_THE TASK_.
Please give back every entry in full, word for word, but none of the pictures.

(Photo-based referring expression data)
-- Opening Marker --
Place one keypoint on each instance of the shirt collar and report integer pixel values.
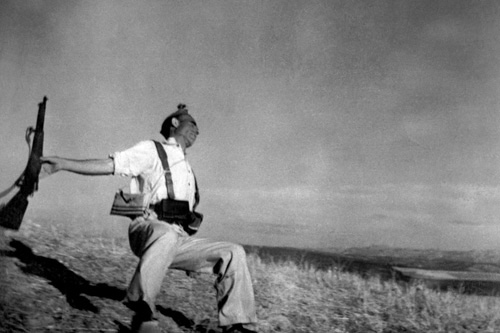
(171, 141)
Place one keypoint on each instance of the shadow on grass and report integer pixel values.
(70, 284)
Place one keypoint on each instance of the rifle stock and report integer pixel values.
(11, 214)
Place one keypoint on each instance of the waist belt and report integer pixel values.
(170, 210)
(176, 211)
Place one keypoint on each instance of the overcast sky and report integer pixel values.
(322, 123)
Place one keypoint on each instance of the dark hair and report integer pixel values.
(167, 123)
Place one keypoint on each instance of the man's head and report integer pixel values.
(180, 125)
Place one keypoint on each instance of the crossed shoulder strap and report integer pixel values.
(168, 174)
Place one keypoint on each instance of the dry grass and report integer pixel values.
(57, 290)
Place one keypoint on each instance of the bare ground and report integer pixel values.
(51, 281)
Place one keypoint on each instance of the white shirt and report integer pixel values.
(143, 164)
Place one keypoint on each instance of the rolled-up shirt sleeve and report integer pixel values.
(135, 160)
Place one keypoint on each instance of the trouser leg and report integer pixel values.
(154, 242)
(235, 296)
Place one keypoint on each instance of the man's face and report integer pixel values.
(188, 129)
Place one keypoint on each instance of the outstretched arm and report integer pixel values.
(93, 167)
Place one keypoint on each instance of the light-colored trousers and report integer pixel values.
(160, 245)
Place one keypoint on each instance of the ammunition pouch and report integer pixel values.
(177, 212)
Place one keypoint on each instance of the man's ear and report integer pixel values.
(175, 122)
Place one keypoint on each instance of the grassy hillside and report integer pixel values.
(58, 282)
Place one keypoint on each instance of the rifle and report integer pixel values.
(12, 213)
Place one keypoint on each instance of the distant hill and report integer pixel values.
(56, 281)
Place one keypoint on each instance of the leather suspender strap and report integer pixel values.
(168, 175)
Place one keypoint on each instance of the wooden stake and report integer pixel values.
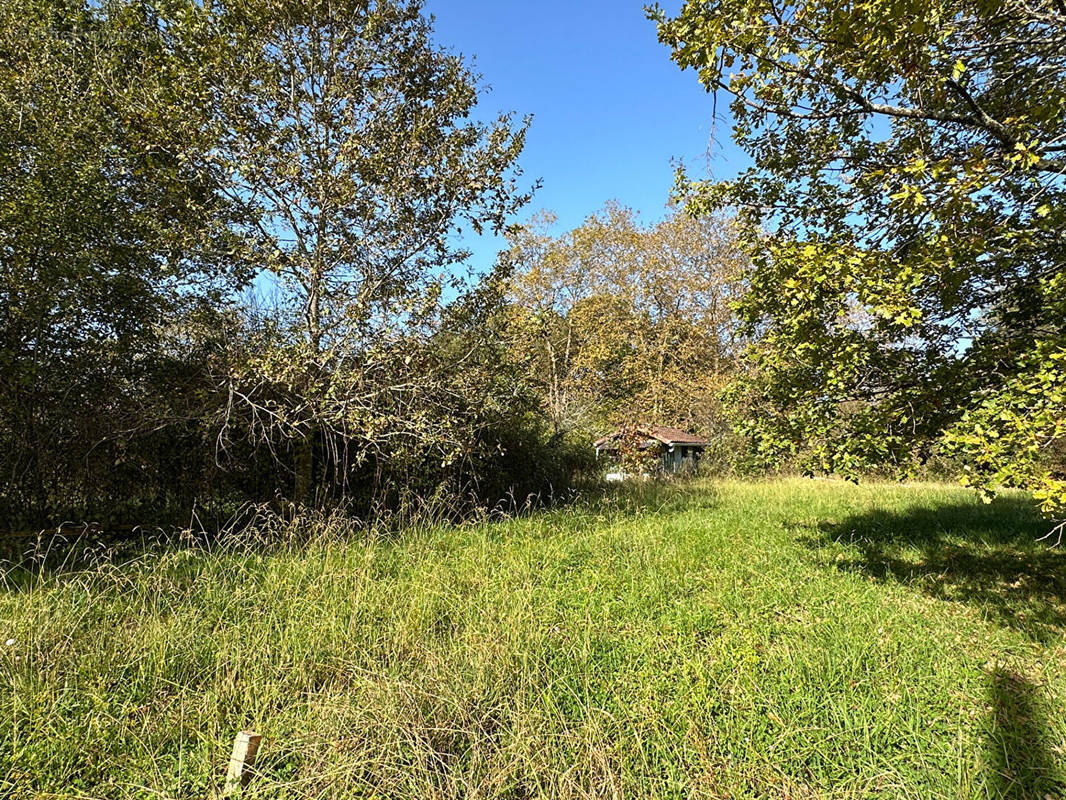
(245, 747)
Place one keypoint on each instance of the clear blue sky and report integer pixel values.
(611, 110)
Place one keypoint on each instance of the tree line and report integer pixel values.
(229, 271)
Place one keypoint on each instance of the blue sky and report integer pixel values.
(611, 110)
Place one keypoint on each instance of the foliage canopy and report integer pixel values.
(905, 207)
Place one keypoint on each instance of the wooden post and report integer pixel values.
(245, 747)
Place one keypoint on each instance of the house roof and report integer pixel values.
(668, 436)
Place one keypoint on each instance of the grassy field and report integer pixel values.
(788, 639)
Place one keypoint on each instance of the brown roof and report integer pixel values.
(668, 436)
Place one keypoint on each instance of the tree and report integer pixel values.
(346, 136)
(108, 228)
(624, 322)
(905, 212)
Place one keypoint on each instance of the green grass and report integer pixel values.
(788, 639)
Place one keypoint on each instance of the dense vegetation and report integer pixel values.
(230, 278)
(906, 214)
(776, 639)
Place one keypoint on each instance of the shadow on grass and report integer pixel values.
(1019, 741)
(986, 556)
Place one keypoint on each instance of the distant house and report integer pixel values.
(674, 447)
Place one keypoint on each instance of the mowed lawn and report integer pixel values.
-- Closing Marker --
_RESPONSE_.
Place one keypoint on each instance of the shirt collar and report integer pixel values.
(171, 141)
Place one keypoint on each instance of the shadow on grass and report integer pixel values.
(70, 284)
Place one keypoint on each instance of the rifle stock and report integer pixel values.
(11, 214)
Place one keypoint on each instance of the waist belt and report integer pixel values.
(170, 210)
(176, 211)
Place one keypoint on each instance of the overcast sky and report integer pixel values.
(322, 123)
Place one keypoint on each instance of the dark hair and report integer pixel values.
(167, 123)
Place one keypoint on each instance of the man's head and report integer pixel values.
(180, 125)
Place one keypoint on each instance of the crossed shoulder strap and report integer pixel values.
(168, 174)
Place one keypoint on each instance of the dry grass and report integer pixel values.
(57, 290)
Place one keypoint on each instance of the bare ground and report integer pixel values.
(51, 281)
Place one keypoint on each instance of the white shirt and report integer pixel values.
(143, 164)
Place one keypoint on each instance of the rolled-up shirt sleeve and report integer pixel values.
(135, 160)
Place one keypoint on each instance of the trouser leg and report integer pixel values.
(154, 242)
(235, 296)
Place one keypoint on each instance of the man's face and report integer pixel values.
(188, 129)
Place one keypoint on each instance of the outstretched arm and report integer pixel values.
(93, 167)
Place one keypoint on each instance of the light-colored trousers and report integer pixel values.
(160, 245)
Place one keypoint on each instance of the ammunition pouch and report integer pixel values.
(177, 212)
Place one keypoint on each instance of the man's ear and report integer pixel values.
(175, 122)
Place one keypoint on each instance of the grassy hillside and report integer pixel values.
(58, 282)
Place one keypoint on each instance of the rifle and report integer pixel values.
(12, 213)
Place one keypoint on each instance of the distant hill and report integer pixel values.
(56, 281)
Place one keypoint on each instance of the leather suspender strap and report integer pixel values.
(168, 175)
Place one keypoint on each instance of the wooden stake and report integer pixel values.
(245, 747)
Place one keypoint on each instance of the clear blue sky and report integer pixel values.
(611, 110)
Place one keypoint on each instance of the tree line and report integer pixel values.
(229, 271)
Place one keypoint on each instance of the blue sky and report integer pixel values.
(611, 110)
Place one keypoint on each instance of the foliage canopy and report integer pixel values.
(905, 207)
Place one keypoint on each instance of the wooden post and report integer pixel values.
(245, 747)
Place one keypoint on each instance of the house roof and report integer pixel values.
(668, 436)
Place one keypoint on each instance of the grassy field and report integer pixel values.
(788, 639)
Place one keypoint on each instance of the brown roof and report integer pixel values.
(668, 436)
Place one keypoint on each instance of the tree and report integer pixel values.
(346, 136)
(108, 228)
(624, 322)
(905, 212)
Place one keypoint on each instance of the green grass and report integer pixel values.
(788, 639)
Place one keypoint on each instance of the dense vegetation and report integer pixel values.
(230, 278)
(906, 214)
(776, 639)
Place one keypoint on each instance of the shadow on grass and report integer pixel values.
(1019, 741)
(986, 556)
Place one keypoint on each instance of the distant house and report integer pixel values.
(674, 447)
Place one keypoint on each instance of the mowed lawn and report integer pixel values.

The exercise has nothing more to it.